====== Input ======

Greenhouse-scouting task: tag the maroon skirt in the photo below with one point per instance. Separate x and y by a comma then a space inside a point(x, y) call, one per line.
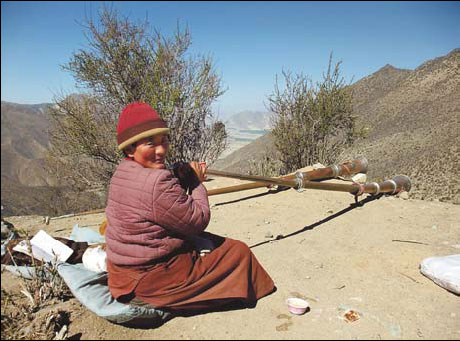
point(189, 281)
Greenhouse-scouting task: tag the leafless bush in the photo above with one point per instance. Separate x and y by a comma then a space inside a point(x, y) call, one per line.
point(23, 318)
point(312, 122)
point(125, 62)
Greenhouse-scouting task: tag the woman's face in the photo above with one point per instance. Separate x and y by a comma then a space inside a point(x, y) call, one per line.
point(151, 152)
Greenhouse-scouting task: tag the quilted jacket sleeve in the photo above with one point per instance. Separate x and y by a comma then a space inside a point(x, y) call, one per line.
point(176, 211)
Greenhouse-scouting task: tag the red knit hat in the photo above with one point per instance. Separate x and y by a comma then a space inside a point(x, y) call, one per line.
point(137, 121)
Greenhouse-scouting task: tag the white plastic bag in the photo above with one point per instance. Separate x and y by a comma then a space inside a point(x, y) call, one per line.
point(444, 271)
point(94, 259)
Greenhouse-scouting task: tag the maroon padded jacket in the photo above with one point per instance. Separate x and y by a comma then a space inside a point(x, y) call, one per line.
point(149, 214)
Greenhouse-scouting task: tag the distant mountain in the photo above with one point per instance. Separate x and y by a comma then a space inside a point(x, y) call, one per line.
point(249, 120)
point(24, 134)
point(413, 120)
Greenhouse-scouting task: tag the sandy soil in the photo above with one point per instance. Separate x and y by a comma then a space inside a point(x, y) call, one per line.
point(316, 246)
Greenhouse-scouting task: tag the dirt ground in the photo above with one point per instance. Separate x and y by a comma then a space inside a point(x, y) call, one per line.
point(318, 247)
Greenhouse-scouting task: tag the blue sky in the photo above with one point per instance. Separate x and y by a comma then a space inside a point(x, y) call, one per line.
point(250, 42)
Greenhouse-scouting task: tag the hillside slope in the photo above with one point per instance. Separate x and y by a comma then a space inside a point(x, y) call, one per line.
point(413, 122)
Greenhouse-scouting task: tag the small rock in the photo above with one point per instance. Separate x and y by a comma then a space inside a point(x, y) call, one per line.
point(404, 195)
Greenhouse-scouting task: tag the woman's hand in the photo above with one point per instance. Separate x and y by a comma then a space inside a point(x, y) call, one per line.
point(190, 174)
point(199, 170)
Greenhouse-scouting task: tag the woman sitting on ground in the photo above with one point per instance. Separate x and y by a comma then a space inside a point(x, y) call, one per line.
point(153, 217)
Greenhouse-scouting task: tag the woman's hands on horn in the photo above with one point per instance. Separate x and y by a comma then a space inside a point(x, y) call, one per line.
point(189, 174)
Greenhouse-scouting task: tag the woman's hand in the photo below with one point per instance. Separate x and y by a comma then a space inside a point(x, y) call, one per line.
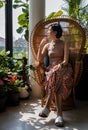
point(43, 42)
point(36, 64)
point(56, 67)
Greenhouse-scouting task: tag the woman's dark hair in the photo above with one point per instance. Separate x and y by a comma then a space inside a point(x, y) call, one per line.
point(57, 27)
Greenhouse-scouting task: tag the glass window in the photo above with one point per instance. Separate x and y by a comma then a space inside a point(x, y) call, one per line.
point(2, 28)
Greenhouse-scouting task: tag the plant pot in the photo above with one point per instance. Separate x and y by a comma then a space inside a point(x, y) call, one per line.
point(13, 98)
point(3, 104)
point(24, 94)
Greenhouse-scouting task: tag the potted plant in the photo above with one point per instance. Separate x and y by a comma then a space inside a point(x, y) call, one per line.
point(13, 90)
point(3, 90)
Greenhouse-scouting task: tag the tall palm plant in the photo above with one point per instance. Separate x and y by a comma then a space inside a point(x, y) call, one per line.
point(78, 9)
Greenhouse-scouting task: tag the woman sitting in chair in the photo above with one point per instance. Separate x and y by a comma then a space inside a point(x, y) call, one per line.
point(58, 82)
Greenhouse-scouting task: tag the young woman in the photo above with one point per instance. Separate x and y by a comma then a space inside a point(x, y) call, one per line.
point(59, 72)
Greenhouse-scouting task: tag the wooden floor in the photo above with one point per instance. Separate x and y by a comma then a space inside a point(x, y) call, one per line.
point(25, 117)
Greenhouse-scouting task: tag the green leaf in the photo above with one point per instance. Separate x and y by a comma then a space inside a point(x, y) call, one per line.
point(20, 30)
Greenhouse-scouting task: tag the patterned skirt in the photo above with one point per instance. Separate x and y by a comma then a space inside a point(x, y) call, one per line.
point(59, 80)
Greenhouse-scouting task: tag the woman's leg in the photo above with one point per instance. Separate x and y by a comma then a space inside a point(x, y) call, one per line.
point(45, 111)
point(59, 119)
point(58, 99)
point(48, 101)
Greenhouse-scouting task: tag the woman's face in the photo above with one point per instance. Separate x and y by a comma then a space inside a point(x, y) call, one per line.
point(50, 33)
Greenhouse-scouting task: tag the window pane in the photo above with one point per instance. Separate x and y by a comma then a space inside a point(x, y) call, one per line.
point(2, 28)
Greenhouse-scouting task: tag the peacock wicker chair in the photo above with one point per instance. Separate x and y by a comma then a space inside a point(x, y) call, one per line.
point(74, 34)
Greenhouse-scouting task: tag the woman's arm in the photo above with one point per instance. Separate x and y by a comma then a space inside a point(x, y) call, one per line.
point(42, 50)
point(66, 54)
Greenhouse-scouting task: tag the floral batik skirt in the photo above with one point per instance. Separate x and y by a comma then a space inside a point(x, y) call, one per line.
point(59, 80)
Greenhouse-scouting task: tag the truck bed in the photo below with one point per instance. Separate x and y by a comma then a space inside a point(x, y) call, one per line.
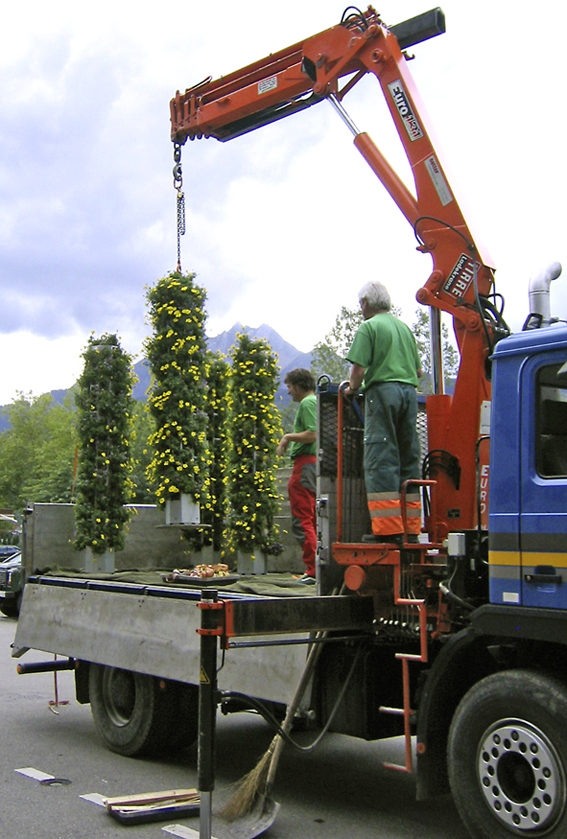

======

How to complete this task: Only the pictures are to be left out; write out all the other data exactly.

Answer for the task:
Greenhouse-scouting task: tag the maroon skirt in the photo below with one point per instance. Separate x and y by a comma then a space inside a point(x, y) call, one per line.
point(189, 281)
Greenhouse-scouting task: tag the leafless bush in the photo above with one point per instance. Separate x and y by a comma then a space inside a point(x, y) call, one per line.
point(23, 318)
point(312, 122)
point(125, 62)
Greenhouse-scouting task: tag the woman's face in the photo above with one point per instance. Separate x and y by a comma then a space inside a point(x, y) call, one per line.
point(151, 152)
Greenhouse-scouting task: tag the quilted jacket sleeve in the photo above with one point per instance. Separate x and y by a comma then a space inside a point(x, y) call, one per line.
point(176, 211)
Greenhouse-scouting task: tag the red knit hat in the photo above with one point per instance. Separate x and y by a comma then a space inside a point(x, y) call, one per line.
point(137, 121)
Greenhouse-scouting task: tag the white plastic bag in the photo above with one point per instance. Separate x and y by a comma then a space inside a point(x, y) call, one per line.
point(444, 271)
point(94, 259)
Greenhouse-scouting task: tag the maroon padded jacket in the photo above with one point per instance. Separate x and y by a comma then a space inside a point(x, y) call, one per line.
point(149, 214)
Greenhouse-scouting task: tag the distant mountain in the photo above with one point per instance. Separate x and y by a comma then a space inside a point(x, y) call, one per line.
point(249, 120)
point(24, 134)
point(413, 120)
Greenhouse-scouting task: tag the sandy soil in the photo above with one point per instance. Separate x and y by a comma then a space inside a point(x, y) call, one per line.
point(316, 246)
Greenhouse-scouting task: tag the dirt ground in the photo above with one point per instance. Separate x and y by a comma then a space inside a point(x, y) call, one per line.
point(318, 247)
Greenhouse-scouting task: tag the blue sky in the photo above with one point per instance. Separate x and y by a comma then a space inside a point(x, y) call, one per line.
point(250, 42)
Greenhouse-scouting task: tag the hillside slope in the photo above with one point per instance. Separate x and y by a comma then a space inside a point(x, y) call, one per line.
point(413, 122)
Greenhouse-scouting task: tag the small rock in the photo above with one point per instance. Separate x and y by a comma then a space inside a point(x, y) call, one per line.
point(404, 195)
Greenhouse-scouting task: tag the woman's hand in the photo above with one point per instance. Separate x and y by a comma then a space inside a point(x, y) call, one per line.
point(190, 174)
point(199, 170)
Greenhouse-scouting task: tag the woman sitting on ground in the photo above with one point per instance. Separate x and y by a comma then a space inside a point(x, y) call, one per line.
point(153, 217)
Greenhouse-scouting task: tag the woman's hands on horn in the photo above with one point per instance. Separate x and y by a comma then a space inside a point(x, y) call, one per line.
point(189, 174)
Greenhouse-scouting task: tag the woman's hand in the photo below with one point per instance. Separate x and y by a comma then a space inside a point(x, y) call, one per line.
point(43, 42)
point(36, 64)
point(56, 67)
Greenhouse-scouting task: tag the woman's dark hair in the photo above with one point per instance. Separate x and y by a comma then a space inside a point(x, y) call, one per line.
point(57, 27)
Greenhouse-scouting task: tag the glass window in the photo above with one point per instance. Separate x and y by a comma then a space inside a point(x, y) call, one per line.
point(2, 28)
Greenhouse-scouting task: tag the plant pot in the photo above with one point per instance. Separate x and y by a comma then a space inside a point(x, y) call, one per line.
point(13, 98)
point(3, 104)
point(24, 94)
Greenhouse-scouting task: tag the potted plant in the photo above with one point per instance. Separate x and y by a comma then a space inside a point(x, y) call, one per line.
point(13, 90)
point(3, 90)
Greenhouse-scouting task: tag the tall palm plant in the photo above with one point per instance. Separate x and y by a comma then a space inside a point(x, y) call, one per line.
point(78, 9)
Greenhouse-scouting task: tag the woman sitting in chair in the photo above with one point per instance. Separate x and y by a comma then a space inside a point(x, y) call, one per line.
point(58, 82)
Greenhouse-scouting task: tag the young woman in the photo above with one point per instance. Separate x and y by a comma then a space inside a point(x, y) call, one per line.
point(59, 72)
Greenhouse-scouting task: tag the wooden floor in the photo above with one point per instance. Separate x and y by a comma then a space inside a point(x, y) call, one per line.
point(25, 117)
Greenhouse-scouting task: tag the green leaf in the photo above with one point per instance. Separate x and y by a comma then a space inside a point(x, y) call, one per line.
point(20, 30)
Greenhouse-scouting task: tag the patterned skirt in the photo above with one point per instance. Separate x and y by a comma then a space inside a point(x, y) call, one per line.
point(59, 80)
Greenhouse-scouting task: tag the woman's leg in the photo above with one point per instance. Separate x and y by a comma then a space inside a point(x, y) call, one per line.
point(45, 111)
point(59, 119)
point(58, 99)
point(48, 101)
Greenhouse-scouting task: tag the woman's face in the photo above with one point per instance. Separate x and y by a comma then a space inside a point(x, y) call, one per line.
point(50, 33)
Greenhouse-scouting task: tag the window pane in the photo above with one point per instance. Separate x and y by a comma then a space inside a point(x, y) call, one per line.
point(2, 28)
Greenhouse-scouting task: tag the peacock wicker chair in the photo above with one point per instance. Separate x and y by a comma then a space inside a point(x, y) call, one per line.
point(74, 34)
Greenhouse-scouting task: tag the woman's arm in the photo above with one point per instance. Separate x and y by a comma then a space inside a point(x, y) call, one per line.
point(42, 50)
point(66, 54)
Greenhouse-scouting task: tag the floral batik skirt in the photo above with one point per instance. Separate x and y by a comma then a space inside a point(x, y) call, one per line.
point(59, 80)
Greenhouse-scouting task: tag the truck bed in the photo below with one point per instance. Separate x and y by a comma then a space inside a point(x, y) call, one per line.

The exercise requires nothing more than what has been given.